> _Documento_:
----

E se invece fosse “vero” quel che dice? Vero che tutti questi mondi si possono abbracciare? Del resto, non stanno già tutti quanti nello sguardo!

A questo punto giunge a sostegno la filosofia che conferma: si può. Si può coglierli tutti in volta con il pensiero e la figura che così risulta diventa superabile e si può lasciarla alle spalle. Quel che è capitato a me d’altronde prima dell’attraversamento della linea di mezzanotte e ho chiamato quest’avvenimento uscita dal labirinto, e il labirinto era il mondo (si veda anche L’antica via dei miti e dei misteri, percorsa ora con in mano la lampada della conoscenza filosofica).
Perciò il pensiero poetico filosofico di quel momento propizio: le stelle e le galassie stanno indietro, immerse in una sfera di pensiero.

----

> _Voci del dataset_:
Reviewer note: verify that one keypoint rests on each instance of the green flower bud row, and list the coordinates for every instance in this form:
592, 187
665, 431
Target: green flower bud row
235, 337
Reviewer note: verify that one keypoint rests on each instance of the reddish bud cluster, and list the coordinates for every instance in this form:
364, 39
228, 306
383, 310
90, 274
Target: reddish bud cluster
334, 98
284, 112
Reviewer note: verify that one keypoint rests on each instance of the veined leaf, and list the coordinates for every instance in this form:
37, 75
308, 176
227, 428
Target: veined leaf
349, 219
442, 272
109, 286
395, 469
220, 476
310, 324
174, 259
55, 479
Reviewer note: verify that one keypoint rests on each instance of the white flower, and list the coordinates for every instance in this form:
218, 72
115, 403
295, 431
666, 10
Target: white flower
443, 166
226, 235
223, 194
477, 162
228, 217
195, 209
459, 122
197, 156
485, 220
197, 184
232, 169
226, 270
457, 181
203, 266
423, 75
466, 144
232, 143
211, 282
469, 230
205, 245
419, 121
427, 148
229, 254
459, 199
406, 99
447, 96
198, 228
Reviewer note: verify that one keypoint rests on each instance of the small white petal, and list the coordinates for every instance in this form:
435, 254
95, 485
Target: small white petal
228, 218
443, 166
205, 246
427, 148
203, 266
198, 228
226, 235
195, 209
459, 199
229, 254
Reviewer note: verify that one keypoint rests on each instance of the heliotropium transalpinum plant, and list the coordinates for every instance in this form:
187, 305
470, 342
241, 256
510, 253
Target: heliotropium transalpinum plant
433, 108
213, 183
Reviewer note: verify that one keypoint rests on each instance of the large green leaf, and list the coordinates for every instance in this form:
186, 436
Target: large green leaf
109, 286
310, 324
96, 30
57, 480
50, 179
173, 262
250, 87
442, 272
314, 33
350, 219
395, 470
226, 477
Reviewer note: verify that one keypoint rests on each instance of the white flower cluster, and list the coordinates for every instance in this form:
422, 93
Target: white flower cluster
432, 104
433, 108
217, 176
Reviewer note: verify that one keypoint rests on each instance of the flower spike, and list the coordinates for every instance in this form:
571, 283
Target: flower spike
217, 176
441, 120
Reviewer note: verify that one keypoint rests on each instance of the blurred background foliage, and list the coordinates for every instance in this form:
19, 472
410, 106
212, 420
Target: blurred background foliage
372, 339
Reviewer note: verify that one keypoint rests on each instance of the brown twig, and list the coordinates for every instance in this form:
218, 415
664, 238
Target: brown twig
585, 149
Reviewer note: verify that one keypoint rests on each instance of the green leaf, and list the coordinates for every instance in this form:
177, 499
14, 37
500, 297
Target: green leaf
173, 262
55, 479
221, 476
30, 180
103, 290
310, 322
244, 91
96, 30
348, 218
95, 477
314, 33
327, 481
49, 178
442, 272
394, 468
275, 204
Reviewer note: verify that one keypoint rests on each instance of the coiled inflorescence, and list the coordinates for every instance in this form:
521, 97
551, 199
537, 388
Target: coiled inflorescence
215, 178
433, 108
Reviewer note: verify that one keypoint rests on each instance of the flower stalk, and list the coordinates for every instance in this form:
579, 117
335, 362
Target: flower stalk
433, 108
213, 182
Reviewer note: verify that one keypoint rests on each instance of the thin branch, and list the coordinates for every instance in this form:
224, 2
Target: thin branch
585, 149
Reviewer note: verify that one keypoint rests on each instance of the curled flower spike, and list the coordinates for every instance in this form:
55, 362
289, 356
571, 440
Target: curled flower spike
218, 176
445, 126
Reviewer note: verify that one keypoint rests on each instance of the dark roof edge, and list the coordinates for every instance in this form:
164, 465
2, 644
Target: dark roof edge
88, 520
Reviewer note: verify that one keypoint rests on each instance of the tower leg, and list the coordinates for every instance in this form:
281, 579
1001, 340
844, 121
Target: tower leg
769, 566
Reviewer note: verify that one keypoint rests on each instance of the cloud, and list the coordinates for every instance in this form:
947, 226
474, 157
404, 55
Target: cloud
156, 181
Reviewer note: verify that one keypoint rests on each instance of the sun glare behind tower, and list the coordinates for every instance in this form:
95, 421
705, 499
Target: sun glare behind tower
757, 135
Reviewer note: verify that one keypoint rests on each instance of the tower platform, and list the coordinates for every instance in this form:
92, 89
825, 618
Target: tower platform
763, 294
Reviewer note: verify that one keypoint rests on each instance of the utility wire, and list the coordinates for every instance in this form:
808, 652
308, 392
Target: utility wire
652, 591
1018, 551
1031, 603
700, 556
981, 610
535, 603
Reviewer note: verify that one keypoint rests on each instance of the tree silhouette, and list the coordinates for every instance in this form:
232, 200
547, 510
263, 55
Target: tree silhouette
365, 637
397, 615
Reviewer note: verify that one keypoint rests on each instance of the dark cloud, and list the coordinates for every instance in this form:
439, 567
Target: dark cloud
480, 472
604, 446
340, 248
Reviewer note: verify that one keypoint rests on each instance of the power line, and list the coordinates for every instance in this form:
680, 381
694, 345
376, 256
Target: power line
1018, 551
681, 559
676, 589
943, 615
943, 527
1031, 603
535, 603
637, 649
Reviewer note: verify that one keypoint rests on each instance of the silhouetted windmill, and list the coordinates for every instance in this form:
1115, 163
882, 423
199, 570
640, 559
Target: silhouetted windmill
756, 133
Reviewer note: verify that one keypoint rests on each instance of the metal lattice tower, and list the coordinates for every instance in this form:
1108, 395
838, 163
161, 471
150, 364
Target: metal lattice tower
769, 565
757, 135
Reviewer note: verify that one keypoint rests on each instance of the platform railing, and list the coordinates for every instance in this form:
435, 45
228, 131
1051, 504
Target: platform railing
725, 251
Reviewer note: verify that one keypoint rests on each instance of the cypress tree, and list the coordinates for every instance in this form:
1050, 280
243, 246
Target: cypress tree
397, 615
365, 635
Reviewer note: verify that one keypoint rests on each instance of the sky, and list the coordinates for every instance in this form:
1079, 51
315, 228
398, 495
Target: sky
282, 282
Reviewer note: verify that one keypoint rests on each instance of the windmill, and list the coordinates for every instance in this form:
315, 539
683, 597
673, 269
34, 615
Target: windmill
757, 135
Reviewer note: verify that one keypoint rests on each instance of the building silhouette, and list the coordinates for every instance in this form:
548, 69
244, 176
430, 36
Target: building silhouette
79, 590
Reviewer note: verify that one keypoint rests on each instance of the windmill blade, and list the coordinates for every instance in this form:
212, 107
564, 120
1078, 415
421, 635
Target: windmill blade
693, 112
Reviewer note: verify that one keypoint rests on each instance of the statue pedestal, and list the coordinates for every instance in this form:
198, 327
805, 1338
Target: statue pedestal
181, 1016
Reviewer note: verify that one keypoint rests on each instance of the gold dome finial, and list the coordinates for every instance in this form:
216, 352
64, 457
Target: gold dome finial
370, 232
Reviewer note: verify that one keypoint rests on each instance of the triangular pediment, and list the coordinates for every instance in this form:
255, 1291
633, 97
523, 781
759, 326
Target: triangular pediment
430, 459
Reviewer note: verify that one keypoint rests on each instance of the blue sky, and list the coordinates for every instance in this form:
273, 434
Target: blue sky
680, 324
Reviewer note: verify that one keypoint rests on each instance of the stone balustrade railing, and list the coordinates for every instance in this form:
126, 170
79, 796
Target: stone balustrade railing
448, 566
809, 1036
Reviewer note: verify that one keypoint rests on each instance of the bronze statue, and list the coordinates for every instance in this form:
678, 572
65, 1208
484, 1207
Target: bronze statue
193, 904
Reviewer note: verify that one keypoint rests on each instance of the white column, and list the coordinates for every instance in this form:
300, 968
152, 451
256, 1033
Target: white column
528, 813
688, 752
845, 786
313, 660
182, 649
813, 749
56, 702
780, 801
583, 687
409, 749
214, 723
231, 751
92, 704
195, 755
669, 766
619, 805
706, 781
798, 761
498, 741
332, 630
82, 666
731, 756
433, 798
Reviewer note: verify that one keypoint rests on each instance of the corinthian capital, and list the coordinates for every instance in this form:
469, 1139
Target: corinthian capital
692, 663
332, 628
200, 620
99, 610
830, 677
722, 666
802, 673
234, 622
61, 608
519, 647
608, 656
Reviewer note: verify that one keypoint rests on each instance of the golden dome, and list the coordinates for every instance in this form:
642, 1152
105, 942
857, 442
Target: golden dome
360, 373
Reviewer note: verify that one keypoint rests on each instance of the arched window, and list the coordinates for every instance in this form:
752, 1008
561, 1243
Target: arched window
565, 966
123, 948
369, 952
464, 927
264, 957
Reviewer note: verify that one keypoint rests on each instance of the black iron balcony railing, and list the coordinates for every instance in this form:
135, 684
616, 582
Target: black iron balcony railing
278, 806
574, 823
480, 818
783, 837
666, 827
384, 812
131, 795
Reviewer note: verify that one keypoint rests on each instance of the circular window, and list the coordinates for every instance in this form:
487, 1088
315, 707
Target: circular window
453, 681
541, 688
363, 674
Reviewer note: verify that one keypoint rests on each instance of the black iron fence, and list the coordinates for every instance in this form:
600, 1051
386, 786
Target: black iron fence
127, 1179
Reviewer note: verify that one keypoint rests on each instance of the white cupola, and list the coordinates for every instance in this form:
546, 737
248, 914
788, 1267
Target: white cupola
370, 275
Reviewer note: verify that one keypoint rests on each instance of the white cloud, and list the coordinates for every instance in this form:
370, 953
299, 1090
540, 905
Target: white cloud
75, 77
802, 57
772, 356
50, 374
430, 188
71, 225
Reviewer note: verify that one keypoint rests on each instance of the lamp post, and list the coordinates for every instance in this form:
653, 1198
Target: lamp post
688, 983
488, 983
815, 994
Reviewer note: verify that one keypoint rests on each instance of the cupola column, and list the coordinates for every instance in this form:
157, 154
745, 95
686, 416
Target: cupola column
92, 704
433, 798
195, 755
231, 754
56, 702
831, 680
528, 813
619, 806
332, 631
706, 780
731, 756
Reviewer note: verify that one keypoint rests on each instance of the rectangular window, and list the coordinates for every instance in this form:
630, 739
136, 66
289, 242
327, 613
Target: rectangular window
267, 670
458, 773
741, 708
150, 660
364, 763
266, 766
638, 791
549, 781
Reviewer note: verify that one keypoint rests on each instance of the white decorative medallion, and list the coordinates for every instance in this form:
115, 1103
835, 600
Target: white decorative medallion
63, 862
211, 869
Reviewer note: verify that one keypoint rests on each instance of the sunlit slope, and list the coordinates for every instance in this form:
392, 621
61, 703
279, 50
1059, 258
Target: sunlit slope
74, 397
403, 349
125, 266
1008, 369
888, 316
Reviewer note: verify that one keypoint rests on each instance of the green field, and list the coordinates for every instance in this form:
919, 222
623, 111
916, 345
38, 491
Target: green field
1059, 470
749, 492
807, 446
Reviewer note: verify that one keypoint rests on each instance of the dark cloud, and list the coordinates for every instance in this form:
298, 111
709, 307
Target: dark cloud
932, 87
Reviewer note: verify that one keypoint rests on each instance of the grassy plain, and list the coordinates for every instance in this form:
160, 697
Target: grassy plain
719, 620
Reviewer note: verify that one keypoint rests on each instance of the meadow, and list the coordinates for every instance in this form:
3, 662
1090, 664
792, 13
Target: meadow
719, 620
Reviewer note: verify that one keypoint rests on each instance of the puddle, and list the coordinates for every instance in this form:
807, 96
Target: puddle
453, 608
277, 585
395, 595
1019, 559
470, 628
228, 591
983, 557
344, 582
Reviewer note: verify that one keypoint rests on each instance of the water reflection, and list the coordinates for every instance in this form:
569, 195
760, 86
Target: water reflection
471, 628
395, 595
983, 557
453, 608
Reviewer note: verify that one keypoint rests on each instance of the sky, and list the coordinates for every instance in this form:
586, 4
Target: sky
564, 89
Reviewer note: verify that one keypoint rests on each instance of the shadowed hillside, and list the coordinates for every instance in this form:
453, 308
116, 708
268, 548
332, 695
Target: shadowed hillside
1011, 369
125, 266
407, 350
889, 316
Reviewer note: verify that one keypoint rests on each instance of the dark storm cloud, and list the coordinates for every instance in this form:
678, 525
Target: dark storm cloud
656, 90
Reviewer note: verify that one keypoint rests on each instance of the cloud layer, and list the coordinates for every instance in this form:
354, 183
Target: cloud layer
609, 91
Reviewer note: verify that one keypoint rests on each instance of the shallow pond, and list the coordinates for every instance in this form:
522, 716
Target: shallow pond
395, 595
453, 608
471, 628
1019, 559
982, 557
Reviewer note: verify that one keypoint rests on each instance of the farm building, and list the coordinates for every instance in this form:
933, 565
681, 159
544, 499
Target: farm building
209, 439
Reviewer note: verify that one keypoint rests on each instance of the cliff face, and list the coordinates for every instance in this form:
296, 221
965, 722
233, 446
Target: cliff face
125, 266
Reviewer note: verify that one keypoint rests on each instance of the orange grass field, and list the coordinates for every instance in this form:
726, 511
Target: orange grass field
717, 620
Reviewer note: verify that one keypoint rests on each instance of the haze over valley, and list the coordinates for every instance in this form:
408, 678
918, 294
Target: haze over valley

----

> _Quesito 1_: Nel brano sull'uscita dal labirinto, che cosa era il labirinto?
> _Quesito 2_: Ripeti parola per parola il passo del brano sull'uscita dal labirinto compreso tra "E se invece" e "sfera di pensiero.", estremi inclusi.
> _Quesito 3_: Prosegui il brano sull'uscita dal labirinto a partire dall'ultima frase riportata.

> _Risultato finale 1_: Il labirinto era il mondo.

> _Risultato finale 2_:
E se invece fosse “vero” quel che dice? Vero che tutti questi mondi si possono abbracciare? Del resto, non stanno già tutti quanti nello sguardo!

A questo punto giunge a sostegno la filosofia che conferma: si può. Si può coglierli tutti in volta con il pensiero e la figura che così risulta diventa superabile e si può lasciarla alle spalle. Quel che è capitato a me d’altronde prima dell’attraversamento della linea di mezzanotte e ho chiamato quest’avvenimento uscita dal labirinto, e il labirinto era il mondo (si veda anche L’antica via dei miti e dei misteri, percorsa ora con in mano la lampada della conoscenza filosofica).
Perciò il pensiero poetico filosofico di quel momento propizio: le stelle e le galassie stanno indietro, immerse in una sfera di pensiero.

> _Risultato finale 3_:
Ecco un’altra indicazione di quell’evento che m’è toccato quando ho raggiunto il confine del mondo e prima di affrontare l’abisso. “Superando la linea/ quest’intero raccolto, cioè il mondo,/ ti appare tutto incluso/ nella sfera che si lascia”.
Parole che corrispondono esattamente a quelle del poeta: “Arriveremo a quel limite per superarlo/ e proseguire oltre”. E questi versi, ora che hanno il sostegno della filosofia, non suonano più da incredibili o assurdi. Perché ora quel confine è stato davvero raggiunto e superato.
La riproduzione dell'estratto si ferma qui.